---- Listed entries

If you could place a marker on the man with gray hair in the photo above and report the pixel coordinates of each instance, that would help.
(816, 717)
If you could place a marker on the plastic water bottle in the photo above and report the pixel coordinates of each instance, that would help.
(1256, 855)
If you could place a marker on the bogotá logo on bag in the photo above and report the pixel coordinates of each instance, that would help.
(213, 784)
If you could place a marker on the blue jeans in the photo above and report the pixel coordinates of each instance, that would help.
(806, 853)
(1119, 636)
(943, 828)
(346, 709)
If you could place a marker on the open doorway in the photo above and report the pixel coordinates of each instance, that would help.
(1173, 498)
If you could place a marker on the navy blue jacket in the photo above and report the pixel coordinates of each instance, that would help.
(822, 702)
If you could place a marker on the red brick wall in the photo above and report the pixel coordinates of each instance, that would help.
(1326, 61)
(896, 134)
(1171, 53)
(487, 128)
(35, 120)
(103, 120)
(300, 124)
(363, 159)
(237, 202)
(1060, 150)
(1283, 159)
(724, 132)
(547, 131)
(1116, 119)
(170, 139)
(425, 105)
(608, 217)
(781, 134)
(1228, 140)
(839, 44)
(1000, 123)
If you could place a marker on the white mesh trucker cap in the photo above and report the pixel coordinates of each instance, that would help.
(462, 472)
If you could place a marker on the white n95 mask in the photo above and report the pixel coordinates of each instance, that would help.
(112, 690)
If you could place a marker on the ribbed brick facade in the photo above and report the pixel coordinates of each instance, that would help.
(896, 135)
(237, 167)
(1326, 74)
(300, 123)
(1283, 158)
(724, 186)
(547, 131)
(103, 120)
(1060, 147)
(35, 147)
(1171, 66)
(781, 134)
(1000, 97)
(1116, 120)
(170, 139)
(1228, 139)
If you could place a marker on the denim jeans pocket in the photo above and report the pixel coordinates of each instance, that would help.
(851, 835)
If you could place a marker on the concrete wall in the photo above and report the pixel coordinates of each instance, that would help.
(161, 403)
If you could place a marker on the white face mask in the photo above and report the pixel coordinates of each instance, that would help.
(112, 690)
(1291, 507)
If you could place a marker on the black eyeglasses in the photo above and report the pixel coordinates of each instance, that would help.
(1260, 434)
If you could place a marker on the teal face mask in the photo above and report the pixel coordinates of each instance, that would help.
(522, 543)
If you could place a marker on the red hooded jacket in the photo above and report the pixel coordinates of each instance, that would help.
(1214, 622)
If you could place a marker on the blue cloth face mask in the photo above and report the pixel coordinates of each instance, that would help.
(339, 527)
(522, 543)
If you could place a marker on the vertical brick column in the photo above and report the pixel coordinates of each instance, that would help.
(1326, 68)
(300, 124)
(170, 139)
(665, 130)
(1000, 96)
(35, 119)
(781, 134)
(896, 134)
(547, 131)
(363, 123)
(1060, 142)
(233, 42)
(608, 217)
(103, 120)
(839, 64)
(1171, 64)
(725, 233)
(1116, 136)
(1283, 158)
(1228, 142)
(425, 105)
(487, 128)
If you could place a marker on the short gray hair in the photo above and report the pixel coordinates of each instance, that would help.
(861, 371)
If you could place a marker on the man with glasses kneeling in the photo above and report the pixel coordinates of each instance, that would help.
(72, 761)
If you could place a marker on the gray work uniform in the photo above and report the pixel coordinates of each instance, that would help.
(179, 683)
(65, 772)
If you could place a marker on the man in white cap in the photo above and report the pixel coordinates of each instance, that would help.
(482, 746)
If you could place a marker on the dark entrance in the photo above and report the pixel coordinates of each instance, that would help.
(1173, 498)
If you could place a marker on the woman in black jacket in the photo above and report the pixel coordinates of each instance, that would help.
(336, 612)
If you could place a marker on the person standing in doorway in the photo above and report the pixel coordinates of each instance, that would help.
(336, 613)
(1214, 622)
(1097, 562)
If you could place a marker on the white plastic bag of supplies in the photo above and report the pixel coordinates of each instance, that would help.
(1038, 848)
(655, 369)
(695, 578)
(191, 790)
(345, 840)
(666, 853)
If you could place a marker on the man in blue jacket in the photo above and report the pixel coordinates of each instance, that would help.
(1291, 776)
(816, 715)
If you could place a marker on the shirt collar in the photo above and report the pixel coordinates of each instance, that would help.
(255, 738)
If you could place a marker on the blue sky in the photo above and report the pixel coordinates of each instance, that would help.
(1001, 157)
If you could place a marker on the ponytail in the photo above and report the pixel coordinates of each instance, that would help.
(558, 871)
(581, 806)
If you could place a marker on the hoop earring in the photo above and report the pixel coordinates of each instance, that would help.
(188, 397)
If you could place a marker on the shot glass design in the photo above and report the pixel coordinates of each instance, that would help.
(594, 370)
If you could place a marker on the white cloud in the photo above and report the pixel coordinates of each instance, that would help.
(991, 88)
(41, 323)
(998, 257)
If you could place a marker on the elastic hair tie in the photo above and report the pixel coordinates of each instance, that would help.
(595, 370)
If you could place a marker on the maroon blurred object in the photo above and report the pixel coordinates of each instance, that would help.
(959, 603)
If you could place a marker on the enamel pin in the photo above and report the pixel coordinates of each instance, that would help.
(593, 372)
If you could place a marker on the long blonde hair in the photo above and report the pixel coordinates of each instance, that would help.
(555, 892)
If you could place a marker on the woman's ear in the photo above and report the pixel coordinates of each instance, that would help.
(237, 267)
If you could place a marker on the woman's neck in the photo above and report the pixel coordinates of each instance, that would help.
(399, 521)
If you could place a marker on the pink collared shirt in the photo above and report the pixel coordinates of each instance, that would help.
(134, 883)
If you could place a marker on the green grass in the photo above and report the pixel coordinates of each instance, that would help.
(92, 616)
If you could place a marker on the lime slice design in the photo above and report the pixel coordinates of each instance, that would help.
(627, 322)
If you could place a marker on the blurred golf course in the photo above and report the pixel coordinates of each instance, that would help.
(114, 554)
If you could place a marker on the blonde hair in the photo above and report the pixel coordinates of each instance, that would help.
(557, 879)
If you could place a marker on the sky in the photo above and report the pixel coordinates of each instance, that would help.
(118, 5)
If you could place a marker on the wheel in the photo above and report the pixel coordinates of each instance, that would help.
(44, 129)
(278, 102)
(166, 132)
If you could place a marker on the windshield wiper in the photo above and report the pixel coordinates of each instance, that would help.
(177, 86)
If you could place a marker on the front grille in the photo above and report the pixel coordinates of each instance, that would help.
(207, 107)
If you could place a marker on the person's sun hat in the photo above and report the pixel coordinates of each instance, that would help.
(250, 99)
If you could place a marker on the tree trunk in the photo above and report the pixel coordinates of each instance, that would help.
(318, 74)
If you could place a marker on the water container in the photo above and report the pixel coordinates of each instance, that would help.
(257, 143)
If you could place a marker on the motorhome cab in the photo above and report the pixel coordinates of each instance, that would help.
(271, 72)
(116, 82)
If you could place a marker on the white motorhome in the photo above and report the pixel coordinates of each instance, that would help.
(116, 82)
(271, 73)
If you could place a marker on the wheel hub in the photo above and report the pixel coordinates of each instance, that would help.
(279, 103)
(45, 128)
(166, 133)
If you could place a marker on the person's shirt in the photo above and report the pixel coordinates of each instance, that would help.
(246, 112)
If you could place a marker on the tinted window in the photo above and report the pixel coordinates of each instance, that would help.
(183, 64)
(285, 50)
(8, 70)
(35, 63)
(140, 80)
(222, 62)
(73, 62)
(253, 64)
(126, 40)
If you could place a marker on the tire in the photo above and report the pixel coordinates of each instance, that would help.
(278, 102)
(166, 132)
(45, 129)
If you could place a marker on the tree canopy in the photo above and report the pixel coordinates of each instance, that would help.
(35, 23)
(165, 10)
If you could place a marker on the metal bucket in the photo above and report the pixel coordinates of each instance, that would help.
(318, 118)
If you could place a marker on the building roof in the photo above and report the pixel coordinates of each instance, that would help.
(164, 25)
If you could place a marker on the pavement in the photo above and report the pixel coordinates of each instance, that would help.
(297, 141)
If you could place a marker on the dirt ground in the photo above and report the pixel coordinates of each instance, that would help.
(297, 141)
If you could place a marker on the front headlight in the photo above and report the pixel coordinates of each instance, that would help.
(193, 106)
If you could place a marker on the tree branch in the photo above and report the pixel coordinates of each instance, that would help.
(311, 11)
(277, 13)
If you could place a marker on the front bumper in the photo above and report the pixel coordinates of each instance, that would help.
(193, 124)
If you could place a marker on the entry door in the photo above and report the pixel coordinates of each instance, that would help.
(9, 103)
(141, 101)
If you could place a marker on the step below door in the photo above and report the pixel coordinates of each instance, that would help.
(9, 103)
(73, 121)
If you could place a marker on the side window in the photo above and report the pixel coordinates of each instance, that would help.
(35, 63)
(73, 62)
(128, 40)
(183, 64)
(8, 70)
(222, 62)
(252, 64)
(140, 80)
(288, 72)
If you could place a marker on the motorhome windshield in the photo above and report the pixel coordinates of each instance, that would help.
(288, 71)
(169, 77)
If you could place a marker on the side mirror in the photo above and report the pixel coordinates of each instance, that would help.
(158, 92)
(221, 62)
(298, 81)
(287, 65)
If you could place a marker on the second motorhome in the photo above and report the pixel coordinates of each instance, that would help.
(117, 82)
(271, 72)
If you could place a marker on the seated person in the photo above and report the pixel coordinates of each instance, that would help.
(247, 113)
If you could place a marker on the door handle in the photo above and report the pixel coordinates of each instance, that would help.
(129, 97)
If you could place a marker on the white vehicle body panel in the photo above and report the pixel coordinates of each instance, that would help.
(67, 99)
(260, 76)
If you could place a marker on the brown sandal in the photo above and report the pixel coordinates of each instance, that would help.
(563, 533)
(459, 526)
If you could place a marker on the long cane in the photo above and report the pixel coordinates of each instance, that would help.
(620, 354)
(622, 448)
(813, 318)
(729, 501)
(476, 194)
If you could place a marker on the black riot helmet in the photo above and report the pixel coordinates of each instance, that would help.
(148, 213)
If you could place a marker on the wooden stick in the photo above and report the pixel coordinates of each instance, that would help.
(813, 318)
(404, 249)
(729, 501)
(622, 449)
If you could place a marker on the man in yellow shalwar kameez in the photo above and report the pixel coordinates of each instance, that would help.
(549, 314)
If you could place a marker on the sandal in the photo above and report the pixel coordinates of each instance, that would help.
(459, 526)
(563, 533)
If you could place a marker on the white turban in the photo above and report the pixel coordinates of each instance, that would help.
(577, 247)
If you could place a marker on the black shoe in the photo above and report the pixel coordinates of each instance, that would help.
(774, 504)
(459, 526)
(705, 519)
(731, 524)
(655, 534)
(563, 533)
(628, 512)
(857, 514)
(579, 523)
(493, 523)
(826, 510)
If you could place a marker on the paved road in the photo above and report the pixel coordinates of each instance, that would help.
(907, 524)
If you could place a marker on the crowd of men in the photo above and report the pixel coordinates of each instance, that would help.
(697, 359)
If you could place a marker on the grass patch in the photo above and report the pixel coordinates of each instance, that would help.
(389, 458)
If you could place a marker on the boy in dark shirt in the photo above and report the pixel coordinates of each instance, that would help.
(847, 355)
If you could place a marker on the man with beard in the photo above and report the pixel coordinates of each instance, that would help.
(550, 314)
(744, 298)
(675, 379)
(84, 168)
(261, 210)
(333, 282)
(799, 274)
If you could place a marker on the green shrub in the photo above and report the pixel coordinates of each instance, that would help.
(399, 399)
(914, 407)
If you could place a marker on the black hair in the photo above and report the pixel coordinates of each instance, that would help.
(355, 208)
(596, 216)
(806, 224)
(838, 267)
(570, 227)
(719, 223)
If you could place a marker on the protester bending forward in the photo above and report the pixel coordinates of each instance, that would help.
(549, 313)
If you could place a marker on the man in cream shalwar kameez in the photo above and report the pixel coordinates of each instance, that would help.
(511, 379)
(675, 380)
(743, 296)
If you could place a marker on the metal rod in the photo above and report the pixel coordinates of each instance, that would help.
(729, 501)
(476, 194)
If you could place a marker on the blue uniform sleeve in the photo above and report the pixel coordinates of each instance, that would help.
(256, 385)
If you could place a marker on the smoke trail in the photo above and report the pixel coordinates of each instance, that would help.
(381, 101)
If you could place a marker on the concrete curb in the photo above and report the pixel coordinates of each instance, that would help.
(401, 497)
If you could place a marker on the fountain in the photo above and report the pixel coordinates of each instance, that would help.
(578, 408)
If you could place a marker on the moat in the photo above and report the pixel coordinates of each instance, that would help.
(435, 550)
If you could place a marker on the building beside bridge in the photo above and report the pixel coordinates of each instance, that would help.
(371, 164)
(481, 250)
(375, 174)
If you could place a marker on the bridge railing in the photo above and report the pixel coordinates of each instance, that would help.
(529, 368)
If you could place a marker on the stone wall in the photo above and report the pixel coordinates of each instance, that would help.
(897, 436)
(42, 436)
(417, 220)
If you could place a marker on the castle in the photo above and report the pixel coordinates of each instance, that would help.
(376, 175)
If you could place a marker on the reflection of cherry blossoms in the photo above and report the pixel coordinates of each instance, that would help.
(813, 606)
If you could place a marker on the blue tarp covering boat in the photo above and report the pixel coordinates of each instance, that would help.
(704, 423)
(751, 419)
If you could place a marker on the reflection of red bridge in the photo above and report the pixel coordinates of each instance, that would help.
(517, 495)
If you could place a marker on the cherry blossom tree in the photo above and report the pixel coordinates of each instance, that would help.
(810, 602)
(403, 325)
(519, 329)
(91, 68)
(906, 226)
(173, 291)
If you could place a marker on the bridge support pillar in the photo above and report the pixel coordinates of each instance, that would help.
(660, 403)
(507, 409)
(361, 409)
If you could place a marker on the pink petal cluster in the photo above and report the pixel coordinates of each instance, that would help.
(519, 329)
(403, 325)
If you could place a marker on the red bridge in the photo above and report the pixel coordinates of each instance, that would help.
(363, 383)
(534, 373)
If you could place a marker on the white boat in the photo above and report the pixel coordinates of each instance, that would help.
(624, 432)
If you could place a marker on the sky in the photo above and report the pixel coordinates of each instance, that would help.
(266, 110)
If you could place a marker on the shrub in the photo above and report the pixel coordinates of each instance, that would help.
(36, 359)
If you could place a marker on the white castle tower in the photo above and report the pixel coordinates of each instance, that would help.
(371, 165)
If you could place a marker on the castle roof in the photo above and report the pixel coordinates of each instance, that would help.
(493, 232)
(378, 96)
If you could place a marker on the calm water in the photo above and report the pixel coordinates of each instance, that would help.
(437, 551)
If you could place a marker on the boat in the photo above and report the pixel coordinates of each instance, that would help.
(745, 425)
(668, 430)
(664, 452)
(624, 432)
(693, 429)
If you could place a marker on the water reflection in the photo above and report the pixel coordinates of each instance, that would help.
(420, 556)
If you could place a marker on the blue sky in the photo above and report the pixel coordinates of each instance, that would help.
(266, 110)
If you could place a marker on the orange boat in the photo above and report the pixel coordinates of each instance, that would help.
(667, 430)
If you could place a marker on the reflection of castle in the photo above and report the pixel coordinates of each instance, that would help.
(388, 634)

--------

- _Prompt_: Arrange the lines of the entries, starting at the line containing "If you could place a marker on the water reflection" and ending at the last line, as a Markdown table with the columns Row and Line. Number each line and leave out blank lines.

- _Complete answer_:
| Row | Line |
|---|---|
| 1 | If you could place a marker on the water reflection in the photo above and report the pixel coordinates of each instance, that would help. |
| 2 | (420, 556) |
| 3 | If you could place a marker on the blue sky in the photo above and report the pixel coordinates of each instance, that would help. |
| 4 | (266, 110) |
| 5 | If you could place a marker on the orange boat in the photo above and report the pixel coordinates of each instance, that would help. |
| 6 | (667, 430) |
| 7 | If you could place a marker on the reflection of castle in the photo above and report the pixel coordinates of each instance, that would help. |
| 8 | (388, 634) |